_Dataset excerpts_:
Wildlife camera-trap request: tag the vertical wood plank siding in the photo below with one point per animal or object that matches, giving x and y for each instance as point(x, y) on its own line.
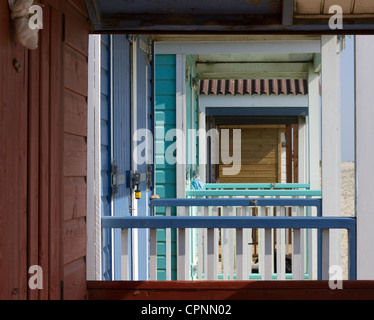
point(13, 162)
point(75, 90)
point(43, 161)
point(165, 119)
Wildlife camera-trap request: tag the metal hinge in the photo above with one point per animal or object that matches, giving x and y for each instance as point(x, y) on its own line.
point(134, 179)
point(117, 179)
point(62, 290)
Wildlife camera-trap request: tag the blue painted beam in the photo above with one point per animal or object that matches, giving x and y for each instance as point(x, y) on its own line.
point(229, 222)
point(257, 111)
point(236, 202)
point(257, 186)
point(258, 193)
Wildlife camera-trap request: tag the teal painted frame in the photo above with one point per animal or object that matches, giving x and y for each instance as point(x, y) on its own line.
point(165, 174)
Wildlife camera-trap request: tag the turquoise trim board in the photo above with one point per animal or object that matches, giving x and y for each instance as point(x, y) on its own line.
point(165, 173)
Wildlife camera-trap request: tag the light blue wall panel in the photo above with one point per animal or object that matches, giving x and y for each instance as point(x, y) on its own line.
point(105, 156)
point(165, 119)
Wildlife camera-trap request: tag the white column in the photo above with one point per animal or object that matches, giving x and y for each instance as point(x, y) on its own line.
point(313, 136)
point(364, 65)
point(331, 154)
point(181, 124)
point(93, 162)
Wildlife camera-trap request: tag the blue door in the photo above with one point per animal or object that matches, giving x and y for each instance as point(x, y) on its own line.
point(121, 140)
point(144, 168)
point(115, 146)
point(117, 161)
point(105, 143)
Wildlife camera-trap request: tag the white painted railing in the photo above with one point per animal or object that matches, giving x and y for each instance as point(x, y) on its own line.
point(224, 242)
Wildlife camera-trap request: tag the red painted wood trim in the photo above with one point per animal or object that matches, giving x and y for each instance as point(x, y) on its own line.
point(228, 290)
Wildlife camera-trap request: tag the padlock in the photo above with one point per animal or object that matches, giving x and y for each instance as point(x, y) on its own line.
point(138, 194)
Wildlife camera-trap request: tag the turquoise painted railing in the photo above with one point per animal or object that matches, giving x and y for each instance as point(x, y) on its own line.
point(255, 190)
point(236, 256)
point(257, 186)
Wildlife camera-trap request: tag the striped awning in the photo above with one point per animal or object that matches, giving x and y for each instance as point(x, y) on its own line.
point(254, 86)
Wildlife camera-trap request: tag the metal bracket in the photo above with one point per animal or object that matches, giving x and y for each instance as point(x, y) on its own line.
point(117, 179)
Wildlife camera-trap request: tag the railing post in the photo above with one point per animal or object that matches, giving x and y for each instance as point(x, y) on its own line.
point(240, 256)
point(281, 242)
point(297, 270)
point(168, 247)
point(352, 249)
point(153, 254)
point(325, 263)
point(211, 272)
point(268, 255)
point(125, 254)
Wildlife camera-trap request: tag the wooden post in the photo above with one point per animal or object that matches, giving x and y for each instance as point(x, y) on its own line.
==
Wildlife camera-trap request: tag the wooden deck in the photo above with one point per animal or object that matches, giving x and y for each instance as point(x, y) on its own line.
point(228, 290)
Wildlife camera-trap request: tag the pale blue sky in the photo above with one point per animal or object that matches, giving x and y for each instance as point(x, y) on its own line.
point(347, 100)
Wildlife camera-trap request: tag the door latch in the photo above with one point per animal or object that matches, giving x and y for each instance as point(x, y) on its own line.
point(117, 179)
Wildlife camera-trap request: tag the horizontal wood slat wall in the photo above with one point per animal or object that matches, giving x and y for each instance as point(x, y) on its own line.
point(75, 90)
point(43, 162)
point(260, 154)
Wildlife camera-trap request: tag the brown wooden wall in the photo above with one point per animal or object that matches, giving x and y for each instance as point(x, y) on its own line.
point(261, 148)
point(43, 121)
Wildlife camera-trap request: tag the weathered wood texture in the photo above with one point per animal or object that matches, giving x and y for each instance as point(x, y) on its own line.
...
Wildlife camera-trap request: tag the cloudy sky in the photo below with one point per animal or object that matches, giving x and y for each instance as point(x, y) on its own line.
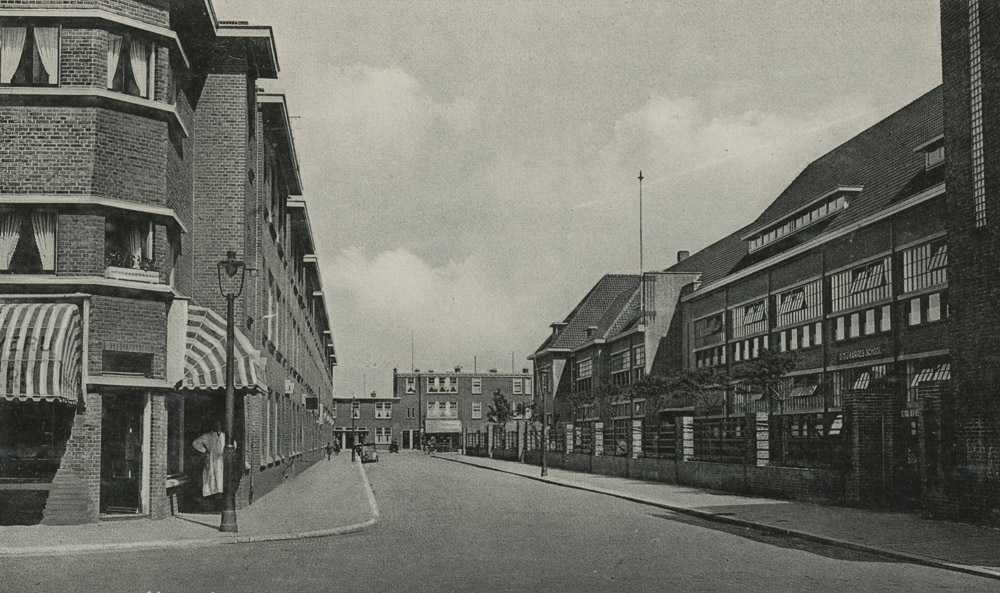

_Written problem_: Repeat the data word for word, from the line with "Wildlife camera-trap request: tag the vertical" to the line with "point(165, 174)", leaving out the pictures.

_Task result_:
Wildlife camera-trap request: tag the vertical wood plank siding in the photo below with one point per animal or object that matches, giving x and y for each instance as point(x, y) on its own line.
point(13, 162)
point(75, 90)
point(43, 161)
point(165, 119)
Wildlife camera-trap request: tag the metal hinge in the photo above with one point per animal or object that matches, giving x and y for each instance as point(x, y) on its own line.
point(134, 179)
point(117, 179)
point(62, 290)
Wildlife camera-trap request: tag the blue painted beam in the photo above with one point per animal or object that matches, giving x and y for each instance as point(x, y) on its own line.
point(229, 222)
point(257, 111)
point(236, 202)
point(257, 186)
point(258, 193)
Wildlife camera-trap request: tag the teal painted frame in the photo above with one point per animal or object that matches, giving x and y for each instance as point(x, y) on its own line.
point(165, 174)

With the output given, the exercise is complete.